PROBLEM TO WORK ON ::
Write every record out again exactly, and keep images out of it.

Stored items:
::::::::

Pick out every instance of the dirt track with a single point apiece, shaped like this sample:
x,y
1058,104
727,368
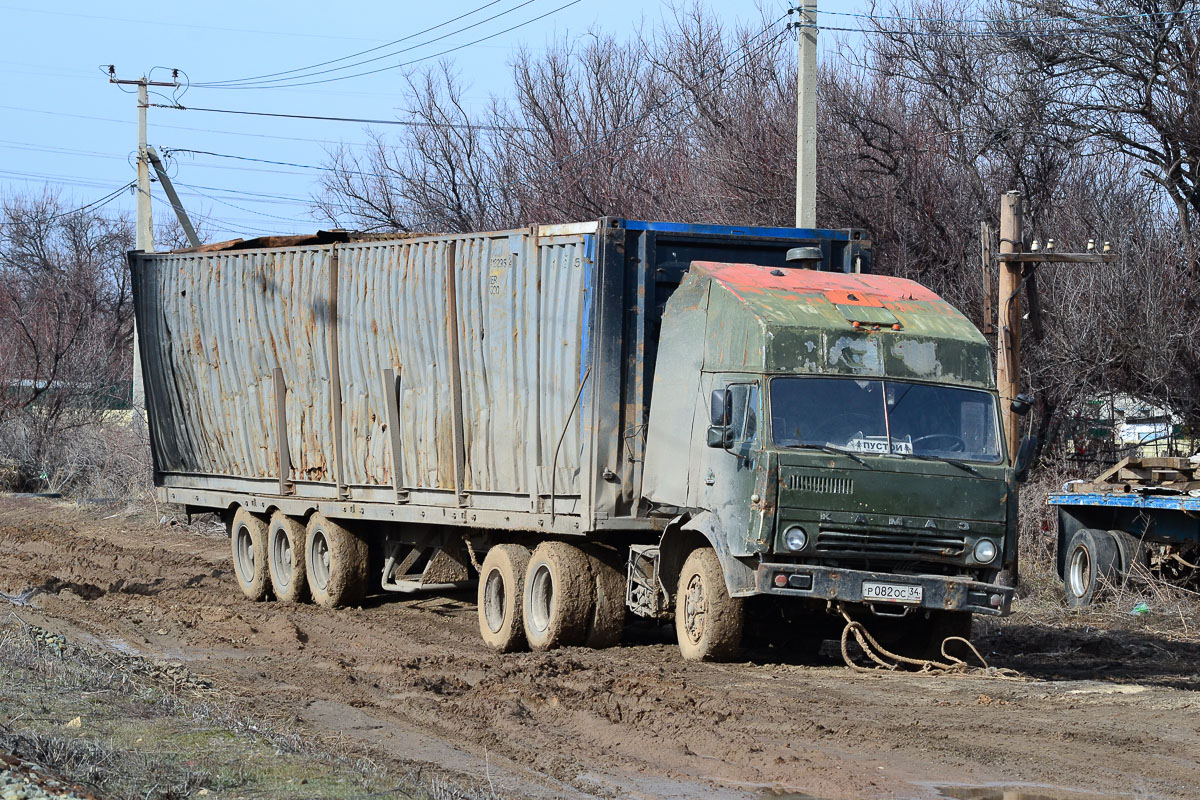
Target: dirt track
x,y
1114,714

::::::::

ANSWER ::
Pick out every instance of the dirt track with a single point apiece, shaped like this sample:
x,y
1058,104
727,368
Target: dirt track
x,y
1114,714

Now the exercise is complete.